+++ DATA SHOWN +++
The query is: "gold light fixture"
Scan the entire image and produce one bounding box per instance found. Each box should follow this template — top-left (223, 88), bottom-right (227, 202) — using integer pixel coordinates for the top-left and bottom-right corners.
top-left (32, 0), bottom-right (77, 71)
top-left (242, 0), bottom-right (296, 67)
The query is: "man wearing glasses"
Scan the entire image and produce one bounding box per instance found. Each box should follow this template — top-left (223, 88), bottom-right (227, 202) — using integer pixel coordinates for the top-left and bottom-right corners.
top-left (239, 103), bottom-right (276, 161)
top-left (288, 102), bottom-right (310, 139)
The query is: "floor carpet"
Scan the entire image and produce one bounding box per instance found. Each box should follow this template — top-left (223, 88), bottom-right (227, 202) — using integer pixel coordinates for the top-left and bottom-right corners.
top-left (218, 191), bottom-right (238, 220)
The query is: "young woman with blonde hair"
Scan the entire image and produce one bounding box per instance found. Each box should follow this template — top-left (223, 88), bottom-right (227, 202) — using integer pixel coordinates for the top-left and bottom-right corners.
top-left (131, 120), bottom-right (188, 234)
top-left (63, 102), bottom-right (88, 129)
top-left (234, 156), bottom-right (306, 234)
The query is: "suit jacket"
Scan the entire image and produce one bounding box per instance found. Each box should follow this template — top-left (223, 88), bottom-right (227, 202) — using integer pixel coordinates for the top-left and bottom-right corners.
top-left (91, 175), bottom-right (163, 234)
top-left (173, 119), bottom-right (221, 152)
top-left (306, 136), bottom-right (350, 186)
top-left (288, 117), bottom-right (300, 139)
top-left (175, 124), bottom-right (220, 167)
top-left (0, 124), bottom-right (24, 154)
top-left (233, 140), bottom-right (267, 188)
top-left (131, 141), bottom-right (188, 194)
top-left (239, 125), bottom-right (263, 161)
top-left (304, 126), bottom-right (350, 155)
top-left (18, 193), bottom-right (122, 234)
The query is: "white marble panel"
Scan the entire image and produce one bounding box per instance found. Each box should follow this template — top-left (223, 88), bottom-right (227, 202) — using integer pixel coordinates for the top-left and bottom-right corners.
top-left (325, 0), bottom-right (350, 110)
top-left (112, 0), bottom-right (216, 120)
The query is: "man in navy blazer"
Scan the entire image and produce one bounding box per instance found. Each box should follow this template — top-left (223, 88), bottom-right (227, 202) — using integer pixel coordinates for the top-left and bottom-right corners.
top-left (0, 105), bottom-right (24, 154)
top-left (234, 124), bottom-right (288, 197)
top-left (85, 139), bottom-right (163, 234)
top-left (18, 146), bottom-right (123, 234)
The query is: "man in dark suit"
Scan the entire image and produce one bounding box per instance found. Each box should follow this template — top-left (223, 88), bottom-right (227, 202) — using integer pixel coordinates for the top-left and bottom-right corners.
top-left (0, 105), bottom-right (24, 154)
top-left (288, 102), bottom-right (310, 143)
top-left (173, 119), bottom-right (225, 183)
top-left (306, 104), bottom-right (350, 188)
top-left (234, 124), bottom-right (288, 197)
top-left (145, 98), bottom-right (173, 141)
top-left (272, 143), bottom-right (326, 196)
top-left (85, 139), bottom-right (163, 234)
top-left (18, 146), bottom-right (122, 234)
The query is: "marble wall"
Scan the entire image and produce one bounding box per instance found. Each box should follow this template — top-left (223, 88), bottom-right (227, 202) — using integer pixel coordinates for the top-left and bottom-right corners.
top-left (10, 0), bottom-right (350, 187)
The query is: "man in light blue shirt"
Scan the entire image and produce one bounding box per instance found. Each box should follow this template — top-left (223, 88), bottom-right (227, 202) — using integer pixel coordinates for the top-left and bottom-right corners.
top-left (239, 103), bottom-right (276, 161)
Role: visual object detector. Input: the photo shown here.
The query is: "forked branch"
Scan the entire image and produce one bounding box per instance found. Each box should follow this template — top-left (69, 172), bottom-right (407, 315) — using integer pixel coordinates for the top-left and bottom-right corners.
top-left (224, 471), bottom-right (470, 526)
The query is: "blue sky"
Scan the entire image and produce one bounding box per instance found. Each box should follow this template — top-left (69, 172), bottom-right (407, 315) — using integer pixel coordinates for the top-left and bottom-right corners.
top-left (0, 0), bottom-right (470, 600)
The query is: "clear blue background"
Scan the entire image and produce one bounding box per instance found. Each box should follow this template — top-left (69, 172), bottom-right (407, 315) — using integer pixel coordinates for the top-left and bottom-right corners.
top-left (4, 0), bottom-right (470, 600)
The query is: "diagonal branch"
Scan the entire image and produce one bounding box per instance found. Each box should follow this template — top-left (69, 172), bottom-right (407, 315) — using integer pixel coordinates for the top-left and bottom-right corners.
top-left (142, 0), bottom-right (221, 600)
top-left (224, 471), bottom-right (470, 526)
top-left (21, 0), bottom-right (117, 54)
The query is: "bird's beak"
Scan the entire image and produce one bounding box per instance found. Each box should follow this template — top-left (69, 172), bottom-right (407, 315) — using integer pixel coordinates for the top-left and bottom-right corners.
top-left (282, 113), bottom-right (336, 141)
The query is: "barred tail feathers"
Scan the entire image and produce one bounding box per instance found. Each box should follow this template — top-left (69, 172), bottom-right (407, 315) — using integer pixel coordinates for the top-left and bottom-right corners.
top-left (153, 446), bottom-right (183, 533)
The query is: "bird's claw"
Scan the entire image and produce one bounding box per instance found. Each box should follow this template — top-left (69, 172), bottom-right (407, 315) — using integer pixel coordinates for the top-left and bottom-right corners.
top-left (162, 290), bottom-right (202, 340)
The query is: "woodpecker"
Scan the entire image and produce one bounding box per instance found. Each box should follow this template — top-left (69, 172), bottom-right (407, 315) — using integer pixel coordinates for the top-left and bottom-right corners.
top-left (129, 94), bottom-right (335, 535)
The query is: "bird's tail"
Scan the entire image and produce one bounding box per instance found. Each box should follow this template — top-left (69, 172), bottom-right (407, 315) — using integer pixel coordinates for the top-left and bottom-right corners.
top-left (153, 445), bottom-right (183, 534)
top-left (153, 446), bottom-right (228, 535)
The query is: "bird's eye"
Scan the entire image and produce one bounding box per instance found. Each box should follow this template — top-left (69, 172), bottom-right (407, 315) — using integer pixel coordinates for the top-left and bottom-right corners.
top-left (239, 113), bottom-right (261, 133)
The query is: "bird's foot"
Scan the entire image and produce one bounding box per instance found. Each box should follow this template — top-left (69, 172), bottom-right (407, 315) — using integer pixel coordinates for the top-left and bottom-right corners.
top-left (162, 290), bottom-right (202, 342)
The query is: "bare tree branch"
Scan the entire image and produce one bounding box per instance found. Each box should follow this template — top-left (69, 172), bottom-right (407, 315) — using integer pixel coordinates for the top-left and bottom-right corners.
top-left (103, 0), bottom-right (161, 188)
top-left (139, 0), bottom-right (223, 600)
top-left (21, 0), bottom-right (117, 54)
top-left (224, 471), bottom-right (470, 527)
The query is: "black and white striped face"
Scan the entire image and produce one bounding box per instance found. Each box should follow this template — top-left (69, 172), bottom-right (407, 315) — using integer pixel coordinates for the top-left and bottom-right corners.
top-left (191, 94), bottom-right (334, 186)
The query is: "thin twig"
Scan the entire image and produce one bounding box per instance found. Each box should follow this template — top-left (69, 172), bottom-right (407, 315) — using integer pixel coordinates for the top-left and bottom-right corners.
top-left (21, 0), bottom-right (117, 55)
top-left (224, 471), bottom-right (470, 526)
+++
== AIM ==
Convert every line of the rows above into a Markdown table with two columns, Number for the line's position and Text for the line itself, and leave out any blank lines.

== WRITTEN ANSWER ==
| Number | Text |
|---|---|
| 1 | The query is: "gold light fixture" |
| 2 | Scan the entire image and produce one bounding box per instance found. Each box should follow this template — top-left (223, 88), bottom-right (227, 202) — using integer pixel coordinates for the top-left and bottom-right corners. |
| 3 | top-left (32, 0), bottom-right (77, 71) |
| 4 | top-left (242, 0), bottom-right (296, 67) |
| 5 | The query is: "man wearing glasses" |
| 6 | Scan the entire image and produce one bounding box per instance found. Each box should follow this template — top-left (223, 88), bottom-right (227, 202) — using integer pixel coordinates for the top-left and bottom-right corners. |
| 7 | top-left (239, 103), bottom-right (276, 161) |
| 8 | top-left (288, 102), bottom-right (310, 139) |
| 9 | The query is: "floor carpet" |
| 10 | Scan the entire image and produce one bounding box per instance found. Each box should follow this template — top-left (223, 88), bottom-right (227, 202) — using integer pixel coordinates for the top-left and bottom-right corners. |
| 11 | top-left (218, 191), bottom-right (238, 220) |
| 12 | The query is: "young woman with blonde hair" |
| 13 | Scan the entire image and produce one bounding box per instance found. Each box should follow this template — top-left (223, 88), bottom-right (227, 202) — using integer pixel coordinates for the top-left and bottom-right corners. |
| 14 | top-left (131, 120), bottom-right (188, 234) |
| 15 | top-left (63, 102), bottom-right (88, 129) |
| 16 | top-left (234, 156), bottom-right (306, 234) |
| 17 | The query is: "suit jacket" |
| 18 | Scan the entire image and produce one bounding box per instance found. Each box should follow this template — top-left (223, 88), bottom-right (227, 202) — using integer pixel coordinates for the top-left and bottom-right corners. |
| 19 | top-left (91, 175), bottom-right (163, 234) |
| 20 | top-left (173, 119), bottom-right (221, 152) |
| 21 | top-left (306, 136), bottom-right (350, 186) |
| 22 | top-left (288, 117), bottom-right (300, 139) |
| 23 | top-left (175, 124), bottom-right (220, 167) |
| 24 | top-left (0, 124), bottom-right (24, 154) |
| 25 | top-left (233, 140), bottom-right (267, 188) |
| 26 | top-left (131, 141), bottom-right (188, 194) |
| 27 | top-left (239, 125), bottom-right (263, 161) |
| 28 | top-left (304, 126), bottom-right (350, 155) |
| 29 | top-left (18, 193), bottom-right (122, 234) |
| 30 | The query is: "white marble panel" |
| 31 | Scan the entire image and produce one bounding box per instance found. Each box should follow this template — top-left (223, 88), bottom-right (227, 202) — using integer pixel coordinates for the top-left and bottom-right corners. |
| 32 | top-left (325, 0), bottom-right (350, 110) |
| 33 | top-left (112, 0), bottom-right (216, 120) |
| 34 | The query is: "man in navy blazer" |
| 35 | Scan the entire image and produce one bounding box per instance found. Each box should follow this template — top-left (223, 88), bottom-right (227, 202) — using integer pixel coordinates for the top-left and bottom-right corners. |
| 36 | top-left (0, 105), bottom-right (24, 154) |
| 37 | top-left (234, 124), bottom-right (288, 197) |
| 38 | top-left (85, 139), bottom-right (163, 234) |
| 39 | top-left (18, 146), bottom-right (123, 234) |
| 40 | The query is: "man in dark suit" |
| 41 | Scan the entire image and produce one bounding box per instance found. Each box should follow this template — top-left (223, 88), bottom-right (227, 202) — using integer pixel coordinates for the top-left and bottom-right corners. |
| 42 | top-left (0, 105), bottom-right (24, 154) |
| 43 | top-left (288, 102), bottom-right (310, 143) |
| 44 | top-left (173, 119), bottom-right (225, 183) |
| 45 | top-left (306, 104), bottom-right (350, 188) |
| 46 | top-left (234, 124), bottom-right (288, 197) |
| 47 | top-left (145, 98), bottom-right (173, 141) |
| 48 | top-left (272, 143), bottom-right (326, 196) |
| 49 | top-left (85, 139), bottom-right (163, 234) |
| 50 | top-left (18, 146), bottom-right (122, 234) |
| 51 | The query is: "marble wall" |
| 52 | Scan the entire image and produce one bounding box per instance found. Each box should follow this template — top-left (223, 88), bottom-right (227, 202) — using integer pixel coordinates for the top-left and bottom-right corners. |
| 53 | top-left (10, 0), bottom-right (350, 187) |
| 54 | The query is: "man in light blue shirt" |
| 55 | Scan the entire image and produce one bounding box per instance found. Each box should follow this template — top-left (223, 88), bottom-right (227, 202) — using integer pixel coordinates for the top-left and bottom-right corners. |
| 56 | top-left (239, 103), bottom-right (276, 161) |
| 57 | Role: visual object detector. Input: the photo shown here. |
| 58 | The query is: "forked branch" |
| 59 | Scan the entire image and produce one bounding box per instance found. Each box should follow this template — top-left (69, 172), bottom-right (407, 315) — using integer pixel coordinates for the top-left and bottom-right corners. |
| 60 | top-left (224, 471), bottom-right (470, 526) |
| 61 | The query is: "blue sky" |
| 62 | Scan the entire image and produce one bounding box per instance found. Each box should follow this template — top-left (69, 172), bottom-right (407, 315) — using integer pixel coordinates for the top-left and bottom-right corners. |
| 63 | top-left (0, 0), bottom-right (470, 600) |
| 64 | The query is: "clear blue background" |
| 65 | Scan the entire image and produce one bounding box per instance found. Each box should follow this template — top-left (69, 172), bottom-right (407, 315) — using integer pixel coordinates for the top-left and bottom-right corners. |
| 66 | top-left (4, 0), bottom-right (470, 600) |
| 67 | The query is: "diagonal branch" |
| 68 | Scan the entire image and produce one bounding box per instance found. Each box should follow this template — top-left (69, 172), bottom-right (407, 315) — using integer pixel coordinates for the top-left and bottom-right corners. |
| 69 | top-left (142, 0), bottom-right (221, 600) |
| 70 | top-left (224, 471), bottom-right (470, 526) |
| 71 | top-left (21, 0), bottom-right (117, 54) |
| 72 | The query is: "bird's beak" |
| 73 | Scan the entire image and produce one bounding box per instance found. Each box should follow this template — top-left (69, 172), bottom-right (407, 315) — using integer pixel coordinates for the top-left and bottom-right corners. |
| 74 | top-left (282, 113), bottom-right (336, 141) |
| 75 | The query is: "barred tail feathers" |
| 76 | Scan the entire image and produce one bounding box per instance found. Each box should follow this template — top-left (69, 172), bottom-right (407, 315) — using integer pixel coordinates for the top-left and bottom-right corners. |
| 77 | top-left (153, 446), bottom-right (183, 533) |
| 78 | The query is: "bird's claw" |
| 79 | Scan the entire image and produce one bounding box per instance found. Each box should follow this template — top-left (69, 172), bottom-right (407, 315) — using integer pixel coordinates for the top-left and bottom-right corners. |
| 80 | top-left (162, 290), bottom-right (202, 340) |
| 81 | The query is: "woodpecker" |
| 82 | Scan the entire image and produce one bounding box per instance found. Each box should follow this template — top-left (69, 172), bottom-right (407, 315) — using integer pixel coordinates for the top-left and bottom-right corners. |
| 83 | top-left (129, 94), bottom-right (335, 535) |
| 84 | The query is: "bird's tail" |
| 85 | Scan the entire image and produce one bounding box per instance found. Each box should follow this template — top-left (69, 172), bottom-right (407, 315) — using integer pixel coordinates for the top-left and bottom-right corners. |
| 86 | top-left (153, 445), bottom-right (183, 534) |
| 87 | top-left (153, 446), bottom-right (228, 535) |
| 88 | The query is: "bird's eye" |
| 89 | Scan the entire image and produce one bounding box per instance found. Each box should follow this template — top-left (69, 172), bottom-right (407, 315) — using integer pixel coordinates for the top-left and bottom-right corners. |
| 90 | top-left (239, 113), bottom-right (261, 133) |
| 91 | The query is: "bird's foot" |
| 92 | Scan the entire image and produce one bounding box per instance found. Each box should follow this template — top-left (69, 172), bottom-right (407, 315) — using integer pixel coordinates for the top-left and bottom-right corners. |
| 93 | top-left (162, 290), bottom-right (202, 342) |
| 94 | The query is: "bare tree branch" |
| 95 | Scan the entire image and produce one bounding box per instance found. Each box should follow this template — top-left (69, 172), bottom-right (407, 315) — using integer pixel coordinates for the top-left and bottom-right corners. |
| 96 | top-left (103, 0), bottom-right (161, 188) |
| 97 | top-left (139, 0), bottom-right (223, 600) |
| 98 | top-left (21, 0), bottom-right (117, 54) |
| 99 | top-left (224, 471), bottom-right (470, 527) |
| 100 | The query is: "black and white striped face" |
| 101 | Scan the entire image and produce one bounding box per instance found. Each box should follow this template — top-left (69, 172), bottom-right (407, 315) — using integer pixel coordinates for the top-left and bottom-right corners. |
| 102 | top-left (191, 94), bottom-right (334, 186) |
| 103 | The query is: "thin twig" |
| 104 | Scan the entire image and produce one bounding box per instance found. Each box should follow this template — top-left (69, 172), bottom-right (407, 315) — using integer pixel coordinates for the top-left and bottom-right corners. |
| 105 | top-left (21, 0), bottom-right (117, 55) |
| 106 | top-left (224, 471), bottom-right (470, 526) |